**Problem to work on:** The line bearing "Target: woman in folk costume", together with all lines after it to the end of the material, should be repeated exactly; leave out everything else.

══════

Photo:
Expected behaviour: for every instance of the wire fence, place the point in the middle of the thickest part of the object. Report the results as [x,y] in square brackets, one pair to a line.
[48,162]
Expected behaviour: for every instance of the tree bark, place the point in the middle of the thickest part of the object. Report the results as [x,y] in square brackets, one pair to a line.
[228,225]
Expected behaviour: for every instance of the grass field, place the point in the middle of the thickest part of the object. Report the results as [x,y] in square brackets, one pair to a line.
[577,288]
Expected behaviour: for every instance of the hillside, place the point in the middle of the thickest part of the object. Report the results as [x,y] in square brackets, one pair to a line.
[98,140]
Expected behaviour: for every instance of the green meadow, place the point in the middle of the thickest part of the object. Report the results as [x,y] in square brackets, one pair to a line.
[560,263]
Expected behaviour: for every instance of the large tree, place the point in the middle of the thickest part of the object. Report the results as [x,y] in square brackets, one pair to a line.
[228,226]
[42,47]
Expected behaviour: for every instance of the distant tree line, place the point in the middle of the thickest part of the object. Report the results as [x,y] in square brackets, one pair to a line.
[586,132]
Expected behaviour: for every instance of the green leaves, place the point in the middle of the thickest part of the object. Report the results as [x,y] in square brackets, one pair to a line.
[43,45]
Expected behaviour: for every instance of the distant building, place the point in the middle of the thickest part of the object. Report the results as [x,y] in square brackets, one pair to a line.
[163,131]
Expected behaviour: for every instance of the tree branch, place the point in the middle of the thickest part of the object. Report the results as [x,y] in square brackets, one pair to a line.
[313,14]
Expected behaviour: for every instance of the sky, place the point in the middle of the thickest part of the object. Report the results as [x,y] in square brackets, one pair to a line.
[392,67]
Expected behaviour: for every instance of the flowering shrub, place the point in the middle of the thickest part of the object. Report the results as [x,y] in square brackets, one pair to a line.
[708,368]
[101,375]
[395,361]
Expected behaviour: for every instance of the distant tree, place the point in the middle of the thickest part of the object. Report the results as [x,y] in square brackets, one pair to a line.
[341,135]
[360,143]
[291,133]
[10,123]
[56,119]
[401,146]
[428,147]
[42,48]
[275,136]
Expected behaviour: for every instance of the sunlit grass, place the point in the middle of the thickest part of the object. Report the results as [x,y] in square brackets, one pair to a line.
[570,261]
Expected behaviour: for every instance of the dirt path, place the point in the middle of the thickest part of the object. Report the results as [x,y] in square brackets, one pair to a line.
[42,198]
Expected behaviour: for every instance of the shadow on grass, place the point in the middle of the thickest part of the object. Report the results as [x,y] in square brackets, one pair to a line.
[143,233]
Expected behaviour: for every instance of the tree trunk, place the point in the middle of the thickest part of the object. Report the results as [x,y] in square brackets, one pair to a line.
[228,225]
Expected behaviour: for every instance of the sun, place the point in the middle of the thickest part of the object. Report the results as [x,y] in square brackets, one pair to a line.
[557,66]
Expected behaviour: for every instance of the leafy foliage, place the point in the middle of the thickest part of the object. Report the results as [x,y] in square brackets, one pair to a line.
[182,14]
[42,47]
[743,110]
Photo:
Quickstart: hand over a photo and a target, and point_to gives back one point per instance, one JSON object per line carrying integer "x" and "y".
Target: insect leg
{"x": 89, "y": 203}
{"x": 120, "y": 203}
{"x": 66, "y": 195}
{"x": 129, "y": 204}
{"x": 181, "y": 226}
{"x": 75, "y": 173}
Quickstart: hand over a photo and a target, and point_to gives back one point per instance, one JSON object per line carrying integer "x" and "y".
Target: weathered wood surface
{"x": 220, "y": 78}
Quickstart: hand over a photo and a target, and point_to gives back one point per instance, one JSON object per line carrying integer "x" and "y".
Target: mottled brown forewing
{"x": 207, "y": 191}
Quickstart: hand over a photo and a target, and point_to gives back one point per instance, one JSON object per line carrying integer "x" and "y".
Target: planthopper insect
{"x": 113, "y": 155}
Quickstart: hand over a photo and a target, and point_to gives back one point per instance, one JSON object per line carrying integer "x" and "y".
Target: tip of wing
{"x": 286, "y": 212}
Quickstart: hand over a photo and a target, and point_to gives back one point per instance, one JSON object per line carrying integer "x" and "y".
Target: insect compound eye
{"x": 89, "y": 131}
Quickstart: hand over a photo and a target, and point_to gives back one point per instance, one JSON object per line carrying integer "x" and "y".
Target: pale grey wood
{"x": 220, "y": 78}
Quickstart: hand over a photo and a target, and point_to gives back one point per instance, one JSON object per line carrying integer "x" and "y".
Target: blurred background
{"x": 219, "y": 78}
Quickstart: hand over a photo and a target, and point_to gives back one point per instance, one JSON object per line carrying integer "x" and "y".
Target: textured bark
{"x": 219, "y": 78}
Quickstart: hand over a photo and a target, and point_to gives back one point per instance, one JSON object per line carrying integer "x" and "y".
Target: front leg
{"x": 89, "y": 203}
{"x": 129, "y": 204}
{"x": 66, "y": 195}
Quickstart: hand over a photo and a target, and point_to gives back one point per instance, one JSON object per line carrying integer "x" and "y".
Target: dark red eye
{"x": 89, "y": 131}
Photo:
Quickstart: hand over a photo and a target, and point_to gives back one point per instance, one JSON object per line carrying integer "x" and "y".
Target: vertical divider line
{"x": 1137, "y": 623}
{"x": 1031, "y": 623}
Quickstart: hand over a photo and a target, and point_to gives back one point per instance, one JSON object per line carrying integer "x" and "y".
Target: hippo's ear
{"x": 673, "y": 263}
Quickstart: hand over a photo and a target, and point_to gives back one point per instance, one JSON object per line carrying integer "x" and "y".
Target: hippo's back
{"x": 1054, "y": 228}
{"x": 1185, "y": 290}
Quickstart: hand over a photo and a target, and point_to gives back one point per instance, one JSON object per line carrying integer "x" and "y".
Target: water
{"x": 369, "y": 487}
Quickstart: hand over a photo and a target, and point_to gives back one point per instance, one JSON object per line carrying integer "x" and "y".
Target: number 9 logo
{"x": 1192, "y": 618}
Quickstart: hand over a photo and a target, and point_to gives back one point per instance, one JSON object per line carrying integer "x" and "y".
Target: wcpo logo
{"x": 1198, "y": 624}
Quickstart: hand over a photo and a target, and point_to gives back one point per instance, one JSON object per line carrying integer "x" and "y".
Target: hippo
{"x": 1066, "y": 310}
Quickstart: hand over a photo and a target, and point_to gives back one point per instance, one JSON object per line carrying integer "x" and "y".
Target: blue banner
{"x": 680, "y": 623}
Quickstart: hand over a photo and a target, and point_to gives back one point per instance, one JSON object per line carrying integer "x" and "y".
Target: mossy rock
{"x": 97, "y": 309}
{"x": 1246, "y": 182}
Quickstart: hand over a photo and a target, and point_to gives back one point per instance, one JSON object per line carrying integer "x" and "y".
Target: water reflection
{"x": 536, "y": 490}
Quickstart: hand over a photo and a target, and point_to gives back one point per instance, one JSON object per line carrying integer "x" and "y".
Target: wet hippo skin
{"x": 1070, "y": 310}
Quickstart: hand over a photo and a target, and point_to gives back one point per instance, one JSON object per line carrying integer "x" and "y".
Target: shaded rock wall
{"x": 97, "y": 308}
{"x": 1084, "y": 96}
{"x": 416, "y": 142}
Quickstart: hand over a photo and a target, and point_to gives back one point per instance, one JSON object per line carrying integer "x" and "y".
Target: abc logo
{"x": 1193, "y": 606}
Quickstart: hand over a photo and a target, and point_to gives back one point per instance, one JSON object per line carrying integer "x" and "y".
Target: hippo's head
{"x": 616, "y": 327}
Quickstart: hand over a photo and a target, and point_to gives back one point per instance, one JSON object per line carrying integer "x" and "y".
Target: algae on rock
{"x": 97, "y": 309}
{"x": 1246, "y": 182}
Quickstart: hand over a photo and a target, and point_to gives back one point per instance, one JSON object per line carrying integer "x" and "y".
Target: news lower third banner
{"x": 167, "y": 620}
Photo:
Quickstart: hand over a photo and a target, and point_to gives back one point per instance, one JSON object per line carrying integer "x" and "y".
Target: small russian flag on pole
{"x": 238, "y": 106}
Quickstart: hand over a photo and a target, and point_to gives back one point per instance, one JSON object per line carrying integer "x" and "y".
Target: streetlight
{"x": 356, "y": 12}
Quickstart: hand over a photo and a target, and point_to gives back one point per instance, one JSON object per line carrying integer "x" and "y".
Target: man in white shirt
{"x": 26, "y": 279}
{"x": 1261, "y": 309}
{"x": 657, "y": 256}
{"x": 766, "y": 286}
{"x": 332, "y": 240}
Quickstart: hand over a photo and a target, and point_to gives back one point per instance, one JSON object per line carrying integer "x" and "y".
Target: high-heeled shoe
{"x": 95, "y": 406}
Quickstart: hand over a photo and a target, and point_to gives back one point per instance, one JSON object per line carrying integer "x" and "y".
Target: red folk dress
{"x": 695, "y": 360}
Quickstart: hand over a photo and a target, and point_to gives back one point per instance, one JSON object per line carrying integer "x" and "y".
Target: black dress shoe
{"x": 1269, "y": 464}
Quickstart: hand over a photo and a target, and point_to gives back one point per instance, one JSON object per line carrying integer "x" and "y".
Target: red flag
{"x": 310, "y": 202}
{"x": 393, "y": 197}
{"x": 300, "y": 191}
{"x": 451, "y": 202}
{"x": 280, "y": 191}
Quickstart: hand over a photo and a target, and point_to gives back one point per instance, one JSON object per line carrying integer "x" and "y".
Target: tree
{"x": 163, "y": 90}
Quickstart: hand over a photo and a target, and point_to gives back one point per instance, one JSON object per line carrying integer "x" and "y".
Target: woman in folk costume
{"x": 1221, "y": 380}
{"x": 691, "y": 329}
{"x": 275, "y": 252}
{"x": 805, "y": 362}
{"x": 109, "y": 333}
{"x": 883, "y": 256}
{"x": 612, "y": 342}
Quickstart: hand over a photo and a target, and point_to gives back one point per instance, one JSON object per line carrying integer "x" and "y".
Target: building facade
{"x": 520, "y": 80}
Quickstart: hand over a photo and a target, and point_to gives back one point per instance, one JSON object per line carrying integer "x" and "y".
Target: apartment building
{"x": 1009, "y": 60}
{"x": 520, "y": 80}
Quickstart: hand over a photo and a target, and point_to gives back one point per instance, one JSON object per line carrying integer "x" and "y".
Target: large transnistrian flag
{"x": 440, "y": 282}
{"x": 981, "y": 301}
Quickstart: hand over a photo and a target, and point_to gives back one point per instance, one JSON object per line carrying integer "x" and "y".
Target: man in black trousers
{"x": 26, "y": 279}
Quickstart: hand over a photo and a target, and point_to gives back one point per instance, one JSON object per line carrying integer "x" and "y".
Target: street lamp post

══════

**Response:**
Target: woman in folk costume
{"x": 1221, "y": 380}
{"x": 691, "y": 329}
{"x": 275, "y": 252}
{"x": 805, "y": 362}
{"x": 109, "y": 333}
{"x": 883, "y": 256}
{"x": 612, "y": 342}
Quickstart: hand over a photo and a target, and point_to gives back one point per instance, one JSON object per line carrying integer "x" and "y".
Target: building facade
{"x": 520, "y": 80}
Quickstart: hand over a photo and a target, and point_to gives back one point per instance, one JSON object per line carrying integer "x" and "y".
Target: apartment building
{"x": 1009, "y": 60}
{"x": 520, "y": 80}
Quickstart: hand over a photo and a target, and point_to gives back one point per instance, one JSON object per line carrying integer "x" and "y".
Target: large transnistrian flag
{"x": 440, "y": 282}
{"x": 981, "y": 301}
Quickstart: hand over a photo and a target, and point_to gives back one point per instance, one JSON object per line carrying integer "x" and "y".
Target: man in black trousers
{"x": 26, "y": 279}
Quickstart: hand over a photo and a target, and point_to gives back one point per instance, one JSON object per line carrying integer "x" and "y".
Target: street lamp post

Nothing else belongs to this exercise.